(Excerpts from bounding box data)
● ● ● ● ●
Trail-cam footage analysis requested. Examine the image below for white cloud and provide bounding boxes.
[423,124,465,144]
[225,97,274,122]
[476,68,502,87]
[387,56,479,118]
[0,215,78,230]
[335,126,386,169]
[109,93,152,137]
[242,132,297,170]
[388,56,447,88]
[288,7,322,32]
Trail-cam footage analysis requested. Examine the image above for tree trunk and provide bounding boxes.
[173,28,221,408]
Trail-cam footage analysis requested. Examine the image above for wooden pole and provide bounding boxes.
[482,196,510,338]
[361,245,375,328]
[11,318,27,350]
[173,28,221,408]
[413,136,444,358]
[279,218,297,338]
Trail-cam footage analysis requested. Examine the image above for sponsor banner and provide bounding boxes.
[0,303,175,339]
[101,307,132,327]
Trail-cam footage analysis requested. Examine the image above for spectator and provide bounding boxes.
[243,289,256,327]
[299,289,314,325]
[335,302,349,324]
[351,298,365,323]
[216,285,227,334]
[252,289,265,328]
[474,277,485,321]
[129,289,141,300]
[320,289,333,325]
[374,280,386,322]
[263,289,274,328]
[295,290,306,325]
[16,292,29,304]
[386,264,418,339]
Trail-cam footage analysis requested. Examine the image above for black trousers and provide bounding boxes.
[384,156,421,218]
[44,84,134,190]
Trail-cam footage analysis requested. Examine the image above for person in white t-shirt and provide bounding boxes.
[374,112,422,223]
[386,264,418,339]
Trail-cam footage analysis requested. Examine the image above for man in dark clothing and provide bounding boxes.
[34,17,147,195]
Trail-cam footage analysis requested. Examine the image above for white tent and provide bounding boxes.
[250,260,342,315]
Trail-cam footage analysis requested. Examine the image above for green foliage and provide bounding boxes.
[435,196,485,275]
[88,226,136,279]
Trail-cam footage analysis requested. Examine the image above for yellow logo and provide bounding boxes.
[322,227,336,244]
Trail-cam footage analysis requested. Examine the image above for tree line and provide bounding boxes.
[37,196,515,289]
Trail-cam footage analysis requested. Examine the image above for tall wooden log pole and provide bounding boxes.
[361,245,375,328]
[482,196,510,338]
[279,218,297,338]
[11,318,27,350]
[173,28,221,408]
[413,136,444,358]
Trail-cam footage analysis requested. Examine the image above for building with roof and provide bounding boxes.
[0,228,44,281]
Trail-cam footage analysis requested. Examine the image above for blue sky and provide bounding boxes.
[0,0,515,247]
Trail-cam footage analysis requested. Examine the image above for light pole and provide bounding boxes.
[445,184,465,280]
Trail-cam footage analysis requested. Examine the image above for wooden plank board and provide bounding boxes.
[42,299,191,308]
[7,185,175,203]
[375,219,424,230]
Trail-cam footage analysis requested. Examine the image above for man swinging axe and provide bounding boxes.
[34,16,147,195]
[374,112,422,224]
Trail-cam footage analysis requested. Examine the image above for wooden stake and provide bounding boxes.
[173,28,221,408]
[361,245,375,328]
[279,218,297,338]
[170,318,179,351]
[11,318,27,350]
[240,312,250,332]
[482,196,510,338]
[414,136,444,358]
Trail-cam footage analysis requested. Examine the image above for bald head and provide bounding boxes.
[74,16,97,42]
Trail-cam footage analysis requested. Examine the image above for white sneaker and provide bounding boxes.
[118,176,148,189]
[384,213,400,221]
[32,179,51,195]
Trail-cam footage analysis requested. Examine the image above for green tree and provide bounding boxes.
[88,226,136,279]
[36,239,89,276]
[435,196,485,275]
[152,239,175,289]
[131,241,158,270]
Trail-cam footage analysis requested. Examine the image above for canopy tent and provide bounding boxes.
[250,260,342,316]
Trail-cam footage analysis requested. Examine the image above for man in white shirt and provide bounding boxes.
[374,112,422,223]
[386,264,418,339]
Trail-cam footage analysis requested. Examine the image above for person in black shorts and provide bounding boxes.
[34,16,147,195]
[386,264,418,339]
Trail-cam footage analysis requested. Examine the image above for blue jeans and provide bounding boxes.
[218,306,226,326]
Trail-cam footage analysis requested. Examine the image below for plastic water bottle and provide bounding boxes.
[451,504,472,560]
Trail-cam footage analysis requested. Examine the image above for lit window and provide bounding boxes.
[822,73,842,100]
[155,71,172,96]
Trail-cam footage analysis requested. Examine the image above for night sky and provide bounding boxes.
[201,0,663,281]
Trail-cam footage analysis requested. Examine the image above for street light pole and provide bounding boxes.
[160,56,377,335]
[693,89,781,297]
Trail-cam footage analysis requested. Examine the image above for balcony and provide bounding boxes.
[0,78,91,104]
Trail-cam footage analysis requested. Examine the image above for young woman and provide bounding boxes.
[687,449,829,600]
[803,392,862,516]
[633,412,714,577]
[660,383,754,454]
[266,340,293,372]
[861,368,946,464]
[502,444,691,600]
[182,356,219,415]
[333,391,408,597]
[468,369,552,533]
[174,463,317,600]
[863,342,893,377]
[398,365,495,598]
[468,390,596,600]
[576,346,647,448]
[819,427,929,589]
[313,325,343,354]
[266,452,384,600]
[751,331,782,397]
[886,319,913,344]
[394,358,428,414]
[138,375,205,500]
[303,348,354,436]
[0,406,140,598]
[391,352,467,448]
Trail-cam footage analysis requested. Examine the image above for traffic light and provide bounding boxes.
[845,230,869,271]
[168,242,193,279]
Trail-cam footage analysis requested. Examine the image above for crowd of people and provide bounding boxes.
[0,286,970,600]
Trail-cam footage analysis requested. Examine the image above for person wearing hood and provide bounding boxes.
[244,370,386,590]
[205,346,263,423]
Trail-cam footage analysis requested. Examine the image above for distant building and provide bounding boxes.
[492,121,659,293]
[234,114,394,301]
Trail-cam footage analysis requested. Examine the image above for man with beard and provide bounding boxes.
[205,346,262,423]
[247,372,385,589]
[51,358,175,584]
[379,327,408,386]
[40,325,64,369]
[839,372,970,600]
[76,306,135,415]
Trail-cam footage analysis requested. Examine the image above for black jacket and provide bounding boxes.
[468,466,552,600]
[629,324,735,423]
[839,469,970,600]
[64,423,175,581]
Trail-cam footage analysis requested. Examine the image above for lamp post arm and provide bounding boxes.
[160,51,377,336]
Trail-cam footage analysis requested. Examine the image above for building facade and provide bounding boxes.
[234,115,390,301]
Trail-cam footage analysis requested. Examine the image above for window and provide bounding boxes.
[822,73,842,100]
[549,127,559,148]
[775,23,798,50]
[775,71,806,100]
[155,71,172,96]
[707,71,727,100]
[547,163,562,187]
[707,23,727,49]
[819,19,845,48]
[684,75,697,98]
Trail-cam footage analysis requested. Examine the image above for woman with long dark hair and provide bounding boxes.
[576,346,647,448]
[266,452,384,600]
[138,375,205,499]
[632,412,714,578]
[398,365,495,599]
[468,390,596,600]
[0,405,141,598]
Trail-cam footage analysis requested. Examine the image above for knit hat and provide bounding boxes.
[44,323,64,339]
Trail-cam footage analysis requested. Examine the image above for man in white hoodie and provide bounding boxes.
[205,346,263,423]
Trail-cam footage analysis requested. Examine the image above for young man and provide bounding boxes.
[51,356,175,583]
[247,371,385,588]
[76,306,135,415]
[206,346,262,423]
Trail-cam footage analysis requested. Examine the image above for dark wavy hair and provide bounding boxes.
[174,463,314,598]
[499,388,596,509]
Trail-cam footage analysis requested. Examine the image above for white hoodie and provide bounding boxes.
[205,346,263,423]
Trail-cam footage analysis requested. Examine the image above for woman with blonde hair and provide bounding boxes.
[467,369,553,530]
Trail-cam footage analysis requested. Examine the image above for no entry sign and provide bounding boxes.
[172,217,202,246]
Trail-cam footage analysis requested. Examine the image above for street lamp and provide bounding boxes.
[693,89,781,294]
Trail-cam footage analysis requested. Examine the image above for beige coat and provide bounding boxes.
● ● ● ● ●
Extract every line of the records above that contains the string "green".

FINISHED ANSWER:
Trail-cam footage analysis requested. Examine the image above for green foliage and provide bounding boxes.
Trail-cam footage analysis requested. Examine the image above for green tree and provide bounding boxes.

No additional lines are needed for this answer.